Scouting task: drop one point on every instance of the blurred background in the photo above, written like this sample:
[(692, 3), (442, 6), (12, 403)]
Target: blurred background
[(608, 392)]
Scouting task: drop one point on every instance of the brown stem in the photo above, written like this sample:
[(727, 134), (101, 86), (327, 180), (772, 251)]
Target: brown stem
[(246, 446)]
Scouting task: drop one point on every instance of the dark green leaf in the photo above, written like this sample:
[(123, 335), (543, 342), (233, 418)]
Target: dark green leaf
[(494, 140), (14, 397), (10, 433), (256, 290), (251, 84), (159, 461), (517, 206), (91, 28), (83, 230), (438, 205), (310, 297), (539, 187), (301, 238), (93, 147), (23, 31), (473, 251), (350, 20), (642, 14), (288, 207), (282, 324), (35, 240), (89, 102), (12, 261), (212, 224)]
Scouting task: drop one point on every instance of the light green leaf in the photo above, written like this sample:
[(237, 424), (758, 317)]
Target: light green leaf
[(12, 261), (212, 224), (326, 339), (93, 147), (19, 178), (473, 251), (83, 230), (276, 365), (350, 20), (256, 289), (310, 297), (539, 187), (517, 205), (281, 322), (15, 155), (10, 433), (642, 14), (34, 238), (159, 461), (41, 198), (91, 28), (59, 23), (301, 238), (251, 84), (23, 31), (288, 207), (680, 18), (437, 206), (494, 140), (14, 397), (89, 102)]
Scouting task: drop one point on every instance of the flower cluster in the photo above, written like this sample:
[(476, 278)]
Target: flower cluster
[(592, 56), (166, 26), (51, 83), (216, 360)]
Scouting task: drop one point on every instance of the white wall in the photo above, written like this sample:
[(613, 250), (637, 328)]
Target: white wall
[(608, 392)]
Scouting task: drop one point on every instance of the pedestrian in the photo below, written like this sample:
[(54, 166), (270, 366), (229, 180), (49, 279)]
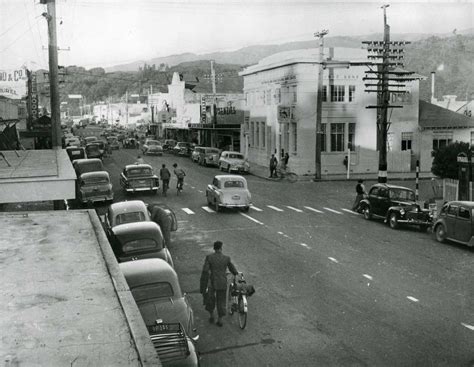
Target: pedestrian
[(360, 192), (165, 178), (213, 284), (273, 165)]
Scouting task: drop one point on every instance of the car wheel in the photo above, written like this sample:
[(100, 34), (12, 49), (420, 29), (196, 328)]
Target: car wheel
[(393, 220), (440, 233), (367, 212)]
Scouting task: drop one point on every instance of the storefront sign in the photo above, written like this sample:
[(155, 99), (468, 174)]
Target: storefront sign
[(13, 83)]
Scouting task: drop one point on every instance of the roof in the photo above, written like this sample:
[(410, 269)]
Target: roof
[(434, 117), (147, 271)]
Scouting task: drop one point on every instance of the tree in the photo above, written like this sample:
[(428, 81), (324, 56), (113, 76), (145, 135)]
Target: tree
[(445, 159)]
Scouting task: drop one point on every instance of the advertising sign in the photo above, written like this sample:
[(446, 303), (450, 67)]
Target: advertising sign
[(13, 83)]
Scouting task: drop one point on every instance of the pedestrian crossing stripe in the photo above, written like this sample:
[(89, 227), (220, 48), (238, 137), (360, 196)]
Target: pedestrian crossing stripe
[(275, 208), (314, 210), (207, 209)]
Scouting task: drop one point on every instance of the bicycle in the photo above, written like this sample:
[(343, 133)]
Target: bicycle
[(284, 173), (236, 298)]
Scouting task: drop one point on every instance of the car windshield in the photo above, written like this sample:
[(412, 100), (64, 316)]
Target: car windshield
[(151, 291), (401, 194), (140, 244), (135, 172), (130, 217), (234, 183)]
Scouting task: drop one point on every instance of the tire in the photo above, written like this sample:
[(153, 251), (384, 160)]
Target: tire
[(242, 314), (440, 233), (393, 220), (367, 212)]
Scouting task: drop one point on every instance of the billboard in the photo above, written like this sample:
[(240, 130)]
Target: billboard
[(13, 83)]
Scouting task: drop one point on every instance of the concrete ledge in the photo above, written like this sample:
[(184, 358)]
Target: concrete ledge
[(138, 330)]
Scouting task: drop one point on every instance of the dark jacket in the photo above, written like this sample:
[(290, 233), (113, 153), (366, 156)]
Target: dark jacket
[(215, 267)]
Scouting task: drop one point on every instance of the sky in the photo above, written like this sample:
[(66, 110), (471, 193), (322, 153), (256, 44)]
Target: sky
[(104, 33)]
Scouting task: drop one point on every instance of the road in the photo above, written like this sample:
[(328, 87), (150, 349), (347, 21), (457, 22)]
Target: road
[(332, 288)]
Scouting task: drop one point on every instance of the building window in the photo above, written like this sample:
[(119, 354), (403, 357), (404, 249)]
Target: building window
[(351, 93), (406, 140), (323, 138), (351, 137), (442, 139), (337, 93), (337, 137), (325, 93)]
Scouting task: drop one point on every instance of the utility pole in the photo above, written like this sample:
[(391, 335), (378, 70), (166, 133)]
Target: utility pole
[(391, 54), (319, 104), (53, 73)]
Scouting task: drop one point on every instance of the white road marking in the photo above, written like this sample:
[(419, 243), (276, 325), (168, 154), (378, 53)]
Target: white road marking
[(332, 210), (252, 219), (470, 327), (295, 209), (349, 211), (314, 210), (275, 208)]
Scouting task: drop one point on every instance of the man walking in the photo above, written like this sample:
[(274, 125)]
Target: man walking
[(165, 178), (273, 165), (213, 283)]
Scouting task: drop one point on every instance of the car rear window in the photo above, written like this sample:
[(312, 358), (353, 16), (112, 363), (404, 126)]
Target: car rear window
[(131, 217), (152, 291), (140, 244), (234, 184)]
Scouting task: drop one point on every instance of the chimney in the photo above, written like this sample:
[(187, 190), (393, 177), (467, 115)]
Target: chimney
[(433, 99)]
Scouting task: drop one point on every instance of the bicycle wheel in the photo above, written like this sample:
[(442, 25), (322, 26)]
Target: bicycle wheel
[(242, 311), (292, 177)]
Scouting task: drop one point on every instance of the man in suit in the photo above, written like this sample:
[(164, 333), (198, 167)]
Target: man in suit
[(214, 282)]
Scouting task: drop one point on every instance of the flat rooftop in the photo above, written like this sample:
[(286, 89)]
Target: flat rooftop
[(63, 299)]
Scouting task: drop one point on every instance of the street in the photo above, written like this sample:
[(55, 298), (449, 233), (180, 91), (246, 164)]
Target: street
[(331, 287)]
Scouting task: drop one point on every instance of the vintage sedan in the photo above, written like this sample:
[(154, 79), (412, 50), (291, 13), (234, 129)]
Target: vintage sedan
[(233, 161), (157, 292), (139, 240), (152, 147), (92, 187), (85, 165), (139, 177), (455, 223), (228, 191), (396, 205)]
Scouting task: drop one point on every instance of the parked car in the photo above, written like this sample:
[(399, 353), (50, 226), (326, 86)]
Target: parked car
[(92, 187), (76, 153), (196, 153), (139, 240), (139, 177), (182, 148), (152, 147), (93, 151), (455, 223), (396, 205), (169, 144), (228, 191), (209, 157), (233, 161), (85, 165), (156, 290)]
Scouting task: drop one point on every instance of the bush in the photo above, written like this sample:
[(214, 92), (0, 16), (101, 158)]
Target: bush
[(445, 160)]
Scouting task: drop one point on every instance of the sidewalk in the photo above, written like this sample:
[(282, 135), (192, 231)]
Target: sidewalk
[(264, 172)]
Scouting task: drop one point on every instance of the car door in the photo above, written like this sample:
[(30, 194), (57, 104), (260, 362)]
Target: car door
[(462, 227)]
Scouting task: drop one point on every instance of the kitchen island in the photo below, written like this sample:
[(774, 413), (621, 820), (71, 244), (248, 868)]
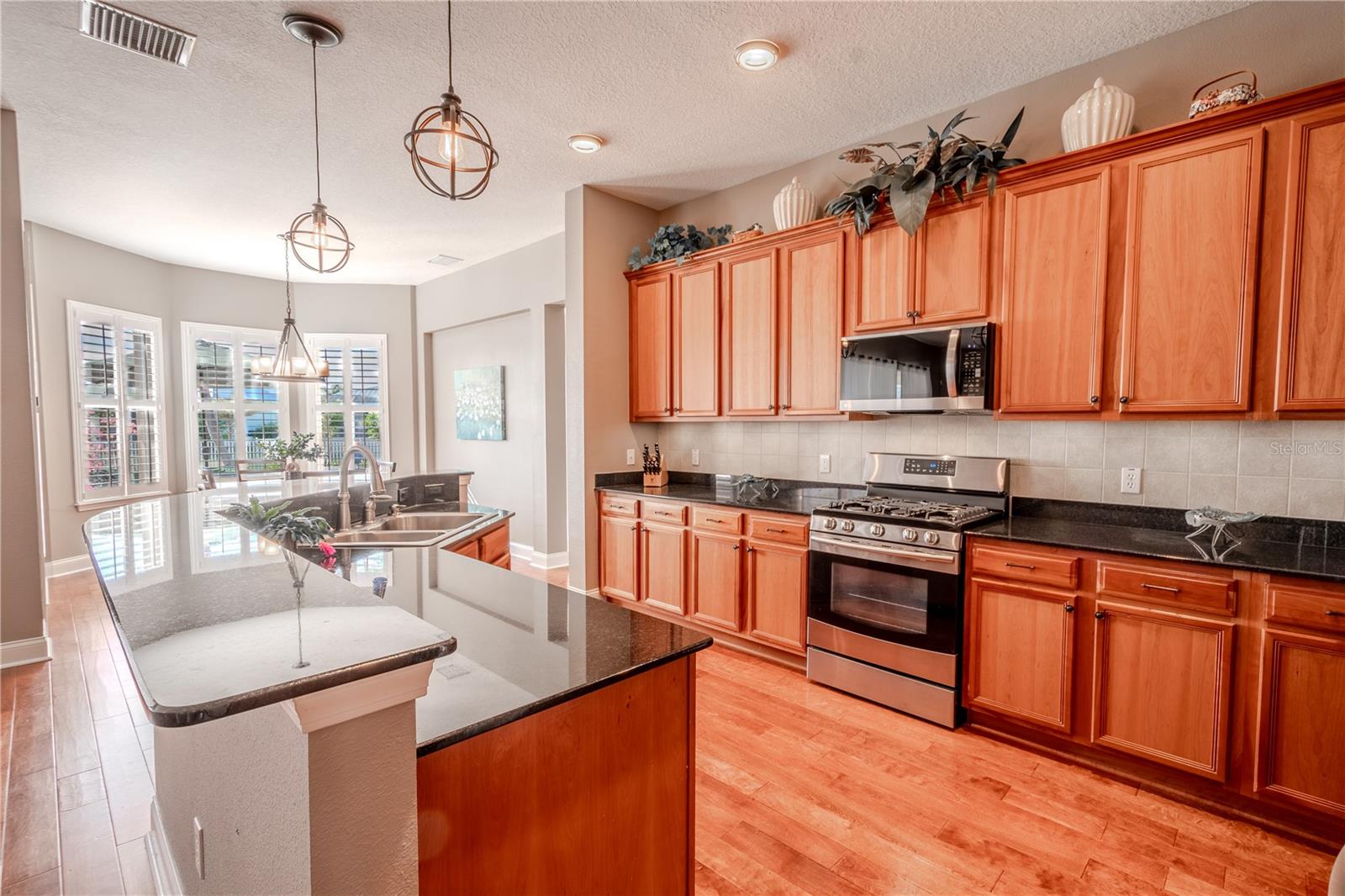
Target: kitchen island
[(378, 720)]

What you are asked to do —
Write out every line of the entries that holds the word "below".

Written reply —
Scouting task: drop one point on every instance of the pedestrian in the photo below, written like this sample:
Scouting task: drop one point on every instance of the kitchen island in the photo below, written like this sample:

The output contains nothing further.